(Stored dataset items)
──────

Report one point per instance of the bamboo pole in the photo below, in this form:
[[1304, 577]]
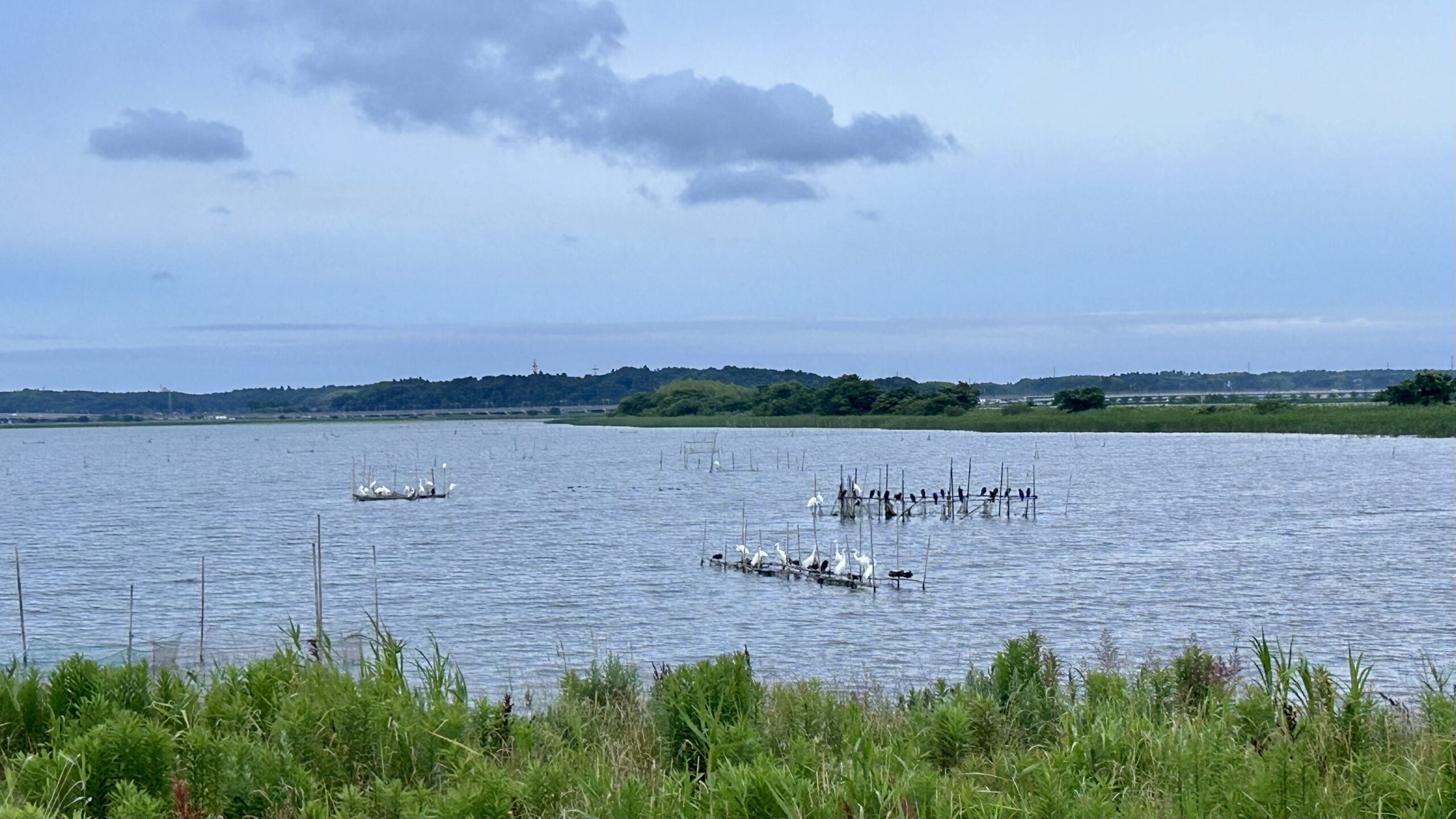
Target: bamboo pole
[[201, 620], [318, 585], [926, 570], [19, 599]]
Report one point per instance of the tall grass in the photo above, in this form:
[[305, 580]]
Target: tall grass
[[1317, 419], [1027, 737]]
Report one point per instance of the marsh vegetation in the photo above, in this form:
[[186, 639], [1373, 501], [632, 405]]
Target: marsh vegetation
[[1028, 735]]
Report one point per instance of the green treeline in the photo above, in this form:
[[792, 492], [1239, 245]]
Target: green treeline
[[846, 395], [1365, 419], [1030, 735], [547, 390]]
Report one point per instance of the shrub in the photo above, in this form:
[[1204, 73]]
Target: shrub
[[124, 748], [948, 737], [130, 802], [1424, 388], [479, 791], [1193, 677], [25, 712], [1079, 400], [605, 682], [702, 710]]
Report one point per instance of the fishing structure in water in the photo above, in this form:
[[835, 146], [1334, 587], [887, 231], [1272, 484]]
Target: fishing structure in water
[[839, 564], [950, 502], [425, 489]]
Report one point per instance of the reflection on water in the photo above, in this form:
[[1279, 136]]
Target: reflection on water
[[570, 537]]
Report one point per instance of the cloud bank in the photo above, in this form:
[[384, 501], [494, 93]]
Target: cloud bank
[[168, 136], [537, 71]]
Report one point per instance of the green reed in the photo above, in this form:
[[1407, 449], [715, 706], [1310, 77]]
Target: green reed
[[1028, 737]]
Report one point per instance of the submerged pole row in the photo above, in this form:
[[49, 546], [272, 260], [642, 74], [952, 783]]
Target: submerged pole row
[[849, 568], [883, 500]]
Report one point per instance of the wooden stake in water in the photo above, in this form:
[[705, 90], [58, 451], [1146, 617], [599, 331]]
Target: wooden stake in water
[[19, 599], [318, 584], [131, 607], [201, 617], [926, 570]]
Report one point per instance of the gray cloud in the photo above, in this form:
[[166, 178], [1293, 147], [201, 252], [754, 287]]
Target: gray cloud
[[270, 327], [537, 71], [254, 175], [167, 135], [759, 184]]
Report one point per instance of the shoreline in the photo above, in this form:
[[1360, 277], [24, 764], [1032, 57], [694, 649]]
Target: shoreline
[[1309, 419]]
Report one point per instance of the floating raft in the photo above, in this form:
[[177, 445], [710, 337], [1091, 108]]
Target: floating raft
[[399, 496], [775, 569]]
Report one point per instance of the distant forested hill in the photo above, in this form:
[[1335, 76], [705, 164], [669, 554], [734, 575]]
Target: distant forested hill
[[1178, 381], [555, 390]]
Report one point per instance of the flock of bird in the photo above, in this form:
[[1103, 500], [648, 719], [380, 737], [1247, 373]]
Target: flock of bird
[[854, 498], [425, 487], [852, 564]]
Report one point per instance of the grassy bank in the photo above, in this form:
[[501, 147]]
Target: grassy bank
[[1028, 737], [1317, 419]]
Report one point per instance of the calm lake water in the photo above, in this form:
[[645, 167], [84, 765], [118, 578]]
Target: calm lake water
[[561, 540]]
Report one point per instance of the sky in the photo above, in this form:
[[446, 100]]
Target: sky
[[263, 193]]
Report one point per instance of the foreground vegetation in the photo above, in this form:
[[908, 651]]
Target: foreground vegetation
[[1264, 417], [1027, 737]]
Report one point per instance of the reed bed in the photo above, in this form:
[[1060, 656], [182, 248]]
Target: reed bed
[[1314, 419], [1025, 737]]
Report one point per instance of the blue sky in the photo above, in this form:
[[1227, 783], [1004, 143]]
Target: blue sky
[[216, 196]]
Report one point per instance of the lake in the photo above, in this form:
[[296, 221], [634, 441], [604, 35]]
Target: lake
[[562, 540]]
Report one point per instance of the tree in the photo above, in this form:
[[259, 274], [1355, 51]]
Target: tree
[[961, 395], [1079, 400], [1424, 388], [848, 395]]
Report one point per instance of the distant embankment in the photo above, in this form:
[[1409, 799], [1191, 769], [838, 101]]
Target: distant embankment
[[547, 390], [1312, 419]]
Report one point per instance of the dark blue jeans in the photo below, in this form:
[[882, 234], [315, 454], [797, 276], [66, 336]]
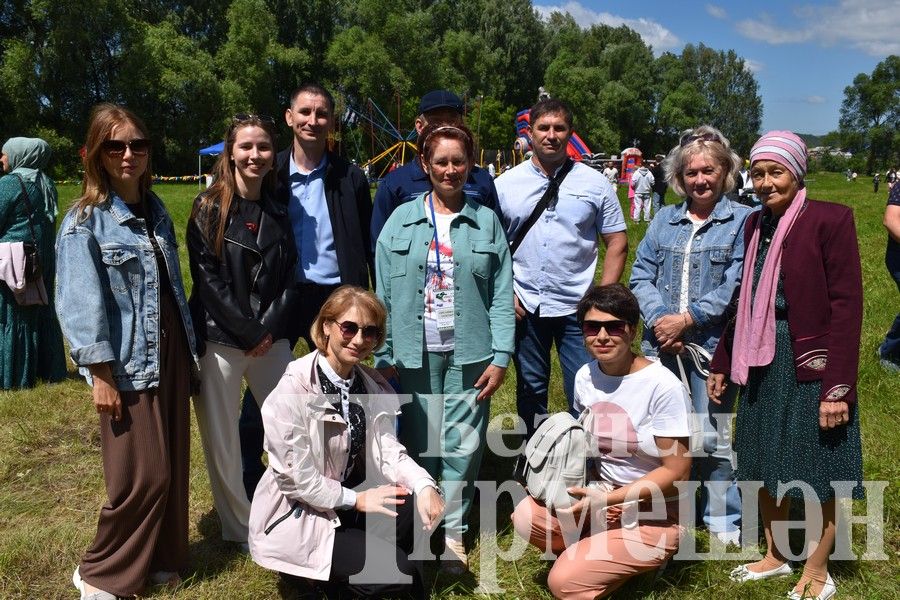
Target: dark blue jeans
[[535, 336], [890, 348]]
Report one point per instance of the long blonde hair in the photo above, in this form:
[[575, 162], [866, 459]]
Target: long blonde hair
[[211, 213], [95, 186]]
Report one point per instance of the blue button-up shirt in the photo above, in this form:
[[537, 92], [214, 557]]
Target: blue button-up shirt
[[409, 181], [555, 263], [308, 210]]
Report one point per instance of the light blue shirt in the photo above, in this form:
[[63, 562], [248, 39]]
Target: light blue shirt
[[308, 210], [554, 265]]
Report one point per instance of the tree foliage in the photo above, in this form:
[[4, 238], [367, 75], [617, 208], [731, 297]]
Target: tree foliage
[[187, 67], [870, 114]]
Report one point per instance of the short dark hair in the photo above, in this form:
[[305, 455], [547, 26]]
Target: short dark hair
[[551, 106], [314, 89], [613, 298]]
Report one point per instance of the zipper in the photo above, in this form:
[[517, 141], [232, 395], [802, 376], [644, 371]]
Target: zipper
[[295, 508]]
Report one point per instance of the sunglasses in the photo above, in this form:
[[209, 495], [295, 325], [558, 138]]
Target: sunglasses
[[615, 328], [349, 329], [139, 147], [241, 118], [705, 137]]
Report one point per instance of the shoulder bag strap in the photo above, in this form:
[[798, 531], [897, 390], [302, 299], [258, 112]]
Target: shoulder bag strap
[[29, 208], [549, 196]]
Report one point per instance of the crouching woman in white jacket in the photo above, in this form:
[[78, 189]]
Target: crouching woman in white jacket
[[336, 500]]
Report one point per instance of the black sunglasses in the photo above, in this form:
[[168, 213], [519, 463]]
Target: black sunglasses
[[244, 117], [139, 147], [705, 137], [614, 328], [349, 329]]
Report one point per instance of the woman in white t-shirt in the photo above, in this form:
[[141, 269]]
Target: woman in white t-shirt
[[625, 521]]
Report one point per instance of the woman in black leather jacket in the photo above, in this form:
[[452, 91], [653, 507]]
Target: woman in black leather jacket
[[242, 256]]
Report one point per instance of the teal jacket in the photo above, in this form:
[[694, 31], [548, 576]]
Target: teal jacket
[[485, 317]]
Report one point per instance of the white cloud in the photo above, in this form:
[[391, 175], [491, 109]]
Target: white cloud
[[870, 26], [716, 11], [755, 66], [653, 34]]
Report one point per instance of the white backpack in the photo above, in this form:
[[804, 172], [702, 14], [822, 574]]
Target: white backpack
[[556, 459]]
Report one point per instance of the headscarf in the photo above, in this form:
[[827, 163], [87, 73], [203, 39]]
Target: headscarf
[[754, 333], [28, 158]]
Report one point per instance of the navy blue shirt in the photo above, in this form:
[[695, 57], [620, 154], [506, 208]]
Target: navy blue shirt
[[403, 184]]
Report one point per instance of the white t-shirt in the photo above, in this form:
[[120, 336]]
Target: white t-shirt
[[439, 323], [628, 413]]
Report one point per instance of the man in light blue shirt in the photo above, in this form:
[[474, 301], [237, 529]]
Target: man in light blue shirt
[[556, 261]]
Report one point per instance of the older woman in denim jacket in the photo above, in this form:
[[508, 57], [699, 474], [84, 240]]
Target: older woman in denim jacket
[[684, 275], [122, 307], [445, 274]]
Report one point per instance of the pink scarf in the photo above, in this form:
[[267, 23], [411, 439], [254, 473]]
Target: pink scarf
[[754, 333]]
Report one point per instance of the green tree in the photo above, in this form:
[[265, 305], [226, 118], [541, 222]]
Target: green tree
[[870, 112]]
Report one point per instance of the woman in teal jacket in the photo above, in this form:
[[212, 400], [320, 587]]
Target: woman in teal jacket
[[445, 274]]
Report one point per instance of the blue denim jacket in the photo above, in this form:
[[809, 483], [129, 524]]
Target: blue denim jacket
[[716, 259], [107, 289]]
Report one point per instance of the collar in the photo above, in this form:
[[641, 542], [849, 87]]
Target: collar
[[721, 212], [418, 215], [293, 171]]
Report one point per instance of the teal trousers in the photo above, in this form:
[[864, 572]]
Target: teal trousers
[[444, 429]]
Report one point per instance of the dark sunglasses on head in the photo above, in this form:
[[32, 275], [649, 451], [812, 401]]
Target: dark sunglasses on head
[[615, 328], [349, 329], [244, 117], [139, 147], [705, 137]]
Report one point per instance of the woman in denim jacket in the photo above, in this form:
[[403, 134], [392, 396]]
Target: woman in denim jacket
[[684, 274], [445, 274], [122, 307]]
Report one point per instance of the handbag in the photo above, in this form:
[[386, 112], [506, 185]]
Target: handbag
[[33, 269]]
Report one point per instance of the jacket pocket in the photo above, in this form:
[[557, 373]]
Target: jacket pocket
[[296, 510], [399, 255], [123, 268]]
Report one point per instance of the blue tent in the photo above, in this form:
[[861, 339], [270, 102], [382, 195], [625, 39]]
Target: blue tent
[[209, 151]]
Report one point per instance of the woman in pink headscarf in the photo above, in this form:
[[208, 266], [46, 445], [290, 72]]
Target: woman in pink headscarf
[[799, 311]]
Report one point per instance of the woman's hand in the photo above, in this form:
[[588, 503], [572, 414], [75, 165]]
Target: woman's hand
[[489, 381], [380, 498], [105, 393], [715, 386], [833, 414], [430, 506], [261, 348], [670, 328]]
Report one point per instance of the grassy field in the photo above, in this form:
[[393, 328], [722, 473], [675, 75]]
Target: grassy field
[[51, 480]]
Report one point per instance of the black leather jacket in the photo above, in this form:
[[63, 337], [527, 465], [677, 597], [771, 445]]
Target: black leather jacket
[[223, 305]]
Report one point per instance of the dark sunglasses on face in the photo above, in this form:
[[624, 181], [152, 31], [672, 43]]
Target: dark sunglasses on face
[[349, 329], [615, 328], [244, 117], [706, 137], [139, 147]]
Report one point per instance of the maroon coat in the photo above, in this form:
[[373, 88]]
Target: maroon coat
[[822, 278]]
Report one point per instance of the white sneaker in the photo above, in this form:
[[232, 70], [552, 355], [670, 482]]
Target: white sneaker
[[457, 561]]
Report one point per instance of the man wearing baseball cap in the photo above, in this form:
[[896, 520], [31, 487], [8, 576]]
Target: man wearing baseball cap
[[403, 184]]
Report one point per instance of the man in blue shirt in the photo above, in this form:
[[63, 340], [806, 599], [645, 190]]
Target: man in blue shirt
[[403, 184], [554, 264], [330, 207]]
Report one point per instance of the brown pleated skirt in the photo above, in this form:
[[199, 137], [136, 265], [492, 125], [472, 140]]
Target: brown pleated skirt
[[143, 527]]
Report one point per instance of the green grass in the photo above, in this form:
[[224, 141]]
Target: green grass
[[51, 479]]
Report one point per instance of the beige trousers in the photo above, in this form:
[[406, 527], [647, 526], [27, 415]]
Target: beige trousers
[[218, 409]]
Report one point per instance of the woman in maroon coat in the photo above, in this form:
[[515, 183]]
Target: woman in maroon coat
[[795, 346]]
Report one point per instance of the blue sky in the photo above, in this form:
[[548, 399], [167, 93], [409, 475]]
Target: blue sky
[[803, 53]]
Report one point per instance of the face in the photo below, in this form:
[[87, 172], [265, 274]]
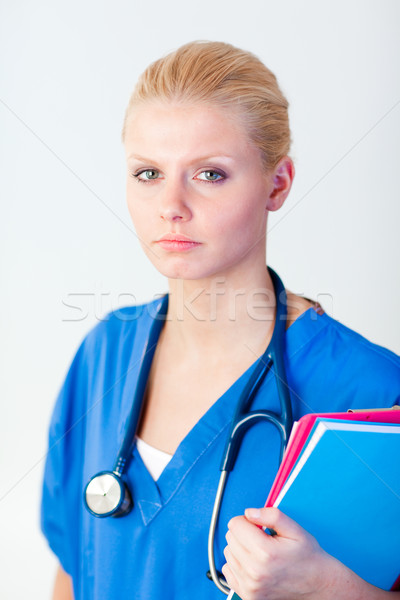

──────

_PROBLEM DETAILS_:
Look through the data above and report every line in which "below" appears.

_EXERCISE SOLUTION_:
Report one point per instance of the bamboo pole in the photo below, in this form:
Report one point per instance of the dark blue jeans in the photo below, in this form:
Report one point per instance of the face in the photo below, in this form:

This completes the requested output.